■ TASK:
Restate the entries word for word, leaving nothing out.
□ □ □ □ □ □ □
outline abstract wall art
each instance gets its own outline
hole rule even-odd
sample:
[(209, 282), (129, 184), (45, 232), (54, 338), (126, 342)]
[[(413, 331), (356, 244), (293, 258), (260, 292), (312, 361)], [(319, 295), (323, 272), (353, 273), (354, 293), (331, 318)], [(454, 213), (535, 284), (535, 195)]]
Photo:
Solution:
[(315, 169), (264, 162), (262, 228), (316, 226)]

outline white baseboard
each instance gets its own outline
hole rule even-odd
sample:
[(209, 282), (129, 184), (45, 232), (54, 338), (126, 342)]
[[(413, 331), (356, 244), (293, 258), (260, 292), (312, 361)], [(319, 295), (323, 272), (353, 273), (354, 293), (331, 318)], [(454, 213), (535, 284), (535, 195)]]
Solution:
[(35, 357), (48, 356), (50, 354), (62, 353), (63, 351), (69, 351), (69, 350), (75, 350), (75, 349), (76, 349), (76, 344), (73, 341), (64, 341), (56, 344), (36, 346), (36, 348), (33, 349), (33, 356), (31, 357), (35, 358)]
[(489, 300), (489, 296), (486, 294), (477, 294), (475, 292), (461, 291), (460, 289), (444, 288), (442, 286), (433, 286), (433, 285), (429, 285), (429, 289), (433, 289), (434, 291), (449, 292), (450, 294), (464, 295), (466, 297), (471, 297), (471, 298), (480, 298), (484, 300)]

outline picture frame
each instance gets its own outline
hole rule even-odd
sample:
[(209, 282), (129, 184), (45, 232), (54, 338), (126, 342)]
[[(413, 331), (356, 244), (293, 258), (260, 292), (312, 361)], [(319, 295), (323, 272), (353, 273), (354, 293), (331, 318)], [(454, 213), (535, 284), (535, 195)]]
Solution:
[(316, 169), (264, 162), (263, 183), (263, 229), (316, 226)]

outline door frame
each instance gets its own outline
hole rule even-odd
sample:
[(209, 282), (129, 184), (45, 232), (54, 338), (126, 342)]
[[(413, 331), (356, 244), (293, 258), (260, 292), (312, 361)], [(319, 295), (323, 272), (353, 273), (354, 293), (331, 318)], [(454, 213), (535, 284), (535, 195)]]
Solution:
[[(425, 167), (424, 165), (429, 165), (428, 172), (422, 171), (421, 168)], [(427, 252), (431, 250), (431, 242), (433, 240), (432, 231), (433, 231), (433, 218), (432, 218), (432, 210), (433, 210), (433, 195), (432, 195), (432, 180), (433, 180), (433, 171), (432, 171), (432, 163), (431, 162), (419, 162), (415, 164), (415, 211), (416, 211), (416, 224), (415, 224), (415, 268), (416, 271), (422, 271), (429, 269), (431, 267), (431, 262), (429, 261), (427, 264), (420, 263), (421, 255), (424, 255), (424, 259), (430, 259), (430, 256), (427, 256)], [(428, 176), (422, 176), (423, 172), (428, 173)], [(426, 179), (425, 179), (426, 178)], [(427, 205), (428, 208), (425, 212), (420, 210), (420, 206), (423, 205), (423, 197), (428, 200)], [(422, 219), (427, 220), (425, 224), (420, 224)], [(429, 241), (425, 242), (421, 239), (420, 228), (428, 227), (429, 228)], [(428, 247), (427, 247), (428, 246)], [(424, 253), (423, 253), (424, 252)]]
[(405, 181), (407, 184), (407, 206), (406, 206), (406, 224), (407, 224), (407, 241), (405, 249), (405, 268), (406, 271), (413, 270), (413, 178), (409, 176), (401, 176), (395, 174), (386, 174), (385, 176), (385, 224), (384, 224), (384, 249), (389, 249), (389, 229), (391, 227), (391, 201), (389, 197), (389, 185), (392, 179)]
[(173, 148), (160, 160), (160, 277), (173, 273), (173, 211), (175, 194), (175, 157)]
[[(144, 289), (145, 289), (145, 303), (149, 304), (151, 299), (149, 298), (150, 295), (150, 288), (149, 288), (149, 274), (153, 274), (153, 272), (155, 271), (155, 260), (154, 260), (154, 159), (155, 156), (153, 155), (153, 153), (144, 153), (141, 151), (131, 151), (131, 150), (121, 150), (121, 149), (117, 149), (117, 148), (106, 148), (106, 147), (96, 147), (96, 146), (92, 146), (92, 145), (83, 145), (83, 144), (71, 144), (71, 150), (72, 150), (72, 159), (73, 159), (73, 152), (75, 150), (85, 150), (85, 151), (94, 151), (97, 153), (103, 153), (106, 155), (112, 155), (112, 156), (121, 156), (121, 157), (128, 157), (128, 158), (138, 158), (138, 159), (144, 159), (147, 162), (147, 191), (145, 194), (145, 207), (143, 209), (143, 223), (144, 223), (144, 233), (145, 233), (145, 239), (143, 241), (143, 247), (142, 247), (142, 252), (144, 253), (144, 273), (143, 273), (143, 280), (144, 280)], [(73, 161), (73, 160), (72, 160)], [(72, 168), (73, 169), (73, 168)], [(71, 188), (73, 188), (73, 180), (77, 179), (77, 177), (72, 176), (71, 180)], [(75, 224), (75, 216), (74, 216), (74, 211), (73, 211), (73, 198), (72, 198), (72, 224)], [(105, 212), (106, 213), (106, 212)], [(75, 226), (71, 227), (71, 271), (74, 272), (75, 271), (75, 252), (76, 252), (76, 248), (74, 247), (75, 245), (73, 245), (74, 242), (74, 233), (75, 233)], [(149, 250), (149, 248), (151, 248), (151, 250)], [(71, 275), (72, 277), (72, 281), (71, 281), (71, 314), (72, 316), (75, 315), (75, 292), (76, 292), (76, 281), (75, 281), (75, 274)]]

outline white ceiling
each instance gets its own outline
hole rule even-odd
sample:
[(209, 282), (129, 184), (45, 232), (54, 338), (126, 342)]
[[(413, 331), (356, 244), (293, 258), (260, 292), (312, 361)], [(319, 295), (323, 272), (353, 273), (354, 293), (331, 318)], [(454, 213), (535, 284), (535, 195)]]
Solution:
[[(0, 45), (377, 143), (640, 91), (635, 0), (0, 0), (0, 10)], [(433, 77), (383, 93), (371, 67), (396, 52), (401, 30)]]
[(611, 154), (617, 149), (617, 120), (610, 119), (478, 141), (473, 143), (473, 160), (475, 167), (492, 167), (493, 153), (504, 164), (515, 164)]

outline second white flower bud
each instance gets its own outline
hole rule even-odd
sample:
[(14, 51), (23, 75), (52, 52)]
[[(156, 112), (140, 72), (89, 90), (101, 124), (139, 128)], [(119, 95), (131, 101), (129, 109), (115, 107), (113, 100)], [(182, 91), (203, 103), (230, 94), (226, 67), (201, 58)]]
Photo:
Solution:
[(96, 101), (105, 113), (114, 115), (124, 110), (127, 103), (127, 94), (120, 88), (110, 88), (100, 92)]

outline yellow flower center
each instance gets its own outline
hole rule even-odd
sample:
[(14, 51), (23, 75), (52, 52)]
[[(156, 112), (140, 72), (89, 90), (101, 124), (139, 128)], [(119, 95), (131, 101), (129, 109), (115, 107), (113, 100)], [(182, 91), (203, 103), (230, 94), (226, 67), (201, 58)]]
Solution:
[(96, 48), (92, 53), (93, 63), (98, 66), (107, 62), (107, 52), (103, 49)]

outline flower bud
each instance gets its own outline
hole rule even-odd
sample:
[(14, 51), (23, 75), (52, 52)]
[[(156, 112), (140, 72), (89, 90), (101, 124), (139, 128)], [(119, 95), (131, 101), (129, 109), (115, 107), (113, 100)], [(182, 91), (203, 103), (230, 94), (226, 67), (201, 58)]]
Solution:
□ □ □ □ □ □ □
■ EXERCISE OUTPUT:
outline abstract wall art
each instance gets its own outline
hole rule even-odd
sample:
[(209, 282), (129, 184), (45, 232), (54, 338), (126, 342)]
[[(413, 331), (356, 244), (293, 258), (260, 292), (312, 361)], [(319, 295), (323, 272), (353, 273), (354, 293), (331, 318)], [(454, 213), (535, 284), (535, 195)]]
Photo:
Solution:
[(315, 169), (264, 162), (262, 228), (316, 226)]

outline white baseboard
each instance gets its own outline
hole rule even-odd
sample:
[(209, 282), (129, 184), (45, 232), (54, 338), (126, 342)]
[[(413, 331), (356, 244), (293, 258), (260, 292), (312, 361)], [(319, 295), (323, 272), (353, 273), (354, 293), (331, 318)], [(454, 213), (535, 284), (535, 195)]]
Solution:
[(35, 357), (48, 356), (50, 354), (62, 353), (63, 351), (69, 351), (69, 350), (75, 350), (75, 349), (76, 349), (76, 344), (73, 341), (64, 341), (56, 344), (36, 346), (36, 348), (33, 349), (33, 356), (31, 357), (35, 358)]
[(489, 300), (489, 296), (486, 294), (477, 294), (475, 292), (461, 291), (460, 289), (444, 288), (442, 286), (433, 286), (433, 285), (429, 285), (429, 289), (433, 289), (434, 291), (449, 292), (450, 294), (464, 295), (466, 297), (471, 297), (471, 298), (480, 298), (484, 300)]

outline picture frame
each instance gets its own outline
hole rule even-odd
sample:
[(209, 282), (129, 184), (45, 232), (54, 338), (126, 342)]
[[(413, 331), (356, 244), (293, 258), (260, 292), (312, 361)], [(319, 295), (323, 272), (353, 273), (354, 293), (331, 318)], [(454, 213), (535, 284), (535, 195)]]
Solution:
[(316, 169), (264, 162), (263, 183), (263, 229), (316, 226)]

outline door frame
each instance gets its own outline
hole rule even-odd
sample:
[(209, 282), (129, 184), (45, 232), (54, 338), (126, 342)]
[[(413, 331), (356, 244), (293, 258), (260, 292), (312, 361)], [(319, 295), (323, 272), (353, 273), (354, 293), (331, 318)], [(454, 213), (535, 284), (535, 195)]]
Solution:
[[(425, 167), (424, 165), (429, 165), (428, 172), (422, 171), (421, 168)], [(427, 252), (431, 250), (431, 242), (433, 240), (432, 231), (433, 231), (433, 218), (432, 218), (432, 210), (433, 210), (433, 195), (432, 195), (432, 180), (433, 180), (433, 171), (432, 171), (432, 163), (431, 162), (419, 162), (415, 164), (415, 211), (416, 211), (416, 224), (415, 224), (415, 268), (416, 271), (422, 271), (429, 269), (431, 267), (431, 262), (429, 261), (427, 264), (420, 263), (421, 255), (424, 255), (424, 259), (430, 259), (430, 256), (427, 256)], [(428, 176), (422, 176), (423, 172), (428, 173)], [(426, 179), (425, 179), (426, 178)], [(427, 205), (428, 208), (425, 212), (420, 210), (420, 206), (423, 205), (423, 197), (428, 200)], [(422, 219), (427, 220), (425, 224), (420, 224)], [(429, 241), (425, 242), (421, 239), (420, 228), (428, 227), (429, 228)], [(428, 247), (427, 247), (428, 246)], [(424, 253), (423, 253), (424, 252)]]
[(405, 181), (407, 184), (407, 206), (406, 206), (406, 224), (407, 224), (407, 241), (405, 249), (405, 268), (406, 271), (413, 270), (413, 178), (409, 176), (401, 176), (395, 174), (386, 174), (385, 176), (385, 224), (384, 224), (384, 249), (389, 249), (389, 229), (391, 227), (391, 201), (389, 197), (389, 185), (392, 179)]
[(173, 148), (160, 160), (160, 277), (173, 273), (173, 211), (175, 194), (175, 157)]
[[(144, 289), (145, 289), (145, 303), (149, 304), (151, 299), (149, 298), (150, 295), (150, 288), (149, 288), (149, 274), (153, 274), (153, 272), (155, 271), (155, 260), (154, 260), (154, 159), (155, 156), (153, 155), (153, 153), (144, 153), (141, 151), (131, 151), (131, 150), (121, 150), (121, 149), (117, 149), (117, 148), (106, 148), (106, 147), (96, 147), (96, 146), (92, 146), (92, 145), (83, 145), (83, 144), (71, 144), (71, 150), (72, 150), (72, 159), (73, 159), (73, 152), (75, 150), (85, 150), (85, 151), (94, 151), (97, 153), (103, 153), (106, 155), (112, 155), (112, 156), (121, 156), (121, 157), (128, 157), (128, 158), (138, 158), (138, 159), (144, 159), (147, 162), (147, 191), (145, 194), (145, 207), (143, 209), (143, 223), (144, 223), (144, 233), (145, 233), (145, 239), (143, 241), (143, 247), (142, 247), (142, 252), (144, 253), (144, 273), (143, 273), (143, 280), (144, 280)], [(73, 161), (73, 160), (72, 160)], [(72, 168), (73, 169), (73, 168)], [(71, 188), (73, 188), (73, 180), (77, 179), (77, 177), (72, 176), (71, 180)], [(75, 224), (75, 216), (74, 216), (74, 211), (73, 211), (73, 198), (72, 198), (72, 224)], [(105, 212), (106, 213), (106, 212)], [(75, 226), (71, 227), (71, 271), (74, 272), (75, 271), (75, 252), (76, 252), (76, 248), (74, 247), (75, 245), (73, 245), (74, 242), (74, 233), (75, 233)], [(149, 250), (149, 248), (151, 248), (151, 250)], [(71, 275), (72, 277), (72, 281), (71, 281), (71, 314), (72, 316), (75, 315), (75, 292), (76, 292), (76, 281), (75, 281), (75, 274)]]

outline white ceiling
each instance gets its own outline
hole rule even-odd
sample:
[(209, 282), (129, 184), (45, 232), (54, 338), (126, 342)]
[[(413, 331), (356, 244), (293, 258), (260, 292), (312, 361)], [(319, 295), (323, 272), (353, 273), (354, 293), (331, 318)], [(454, 213), (535, 284), (535, 195)]]
Solution:
[[(0, 45), (377, 143), (640, 91), (635, 0), (0, 0), (0, 10)], [(433, 77), (383, 93), (371, 67), (396, 52), (401, 30)]]
[(611, 154), (617, 149), (617, 120), (610, 119), (478, 141), (473, 143), (473, 160), (475, 167), (492, 167), (493, 153), (504, 164), (515, 164)]

outline second white flower bud
each instance gets its own outline
hole rule even-odd
sample:
[(14, 51), (23, 75), (52, 52)]
[[(156, 112), (140, 72), (89, 90), (101, 124), (139, 128)], [(119, 95), (131, 101), (129, 109), (115, 107), (113, 100)], [(182, 91), (203, 103), (230, 94), (226, 67), (201, 58)]]
Photo:
Solution:
[(96, 101), (105, 113), (114, 115), (124, 110), (127, 103), (127, 94), (120, 88), (110, 88), (100, 92)]

outline yellow flower center
each instance gets its own outline
hole rule even-odd
sample:
[(14, 51), (23, 75), (52, 52)]
[[(156, 112), (140, 72), (89, 90), (101, 124), (139, 128)], [(119, 95), (131, 101), (129, 109), (115, 107), (113, 100)], [(182, 91), (203, 103), (230, 94), (226, 67), (201, 58)]]
Solution:
[(96, 48), (92, 53), (93, 63), (98, 66), (107, 62), (107, 52), (103, 49)]

outline flower bud
each instance gets its own outline
hole rule even-odd
sample:
[(14, 51), (23, 75), (52, 52)]
[[(156, 112), (140, 72), (89, 90), (101, 124), (139, 128)], [(119, 95), (131, 101), (129, 109), (115, 107), (113, 100)], [(182, 91), (203, 103), (230, 94), (226, 67), (201, 58)]]
Solution:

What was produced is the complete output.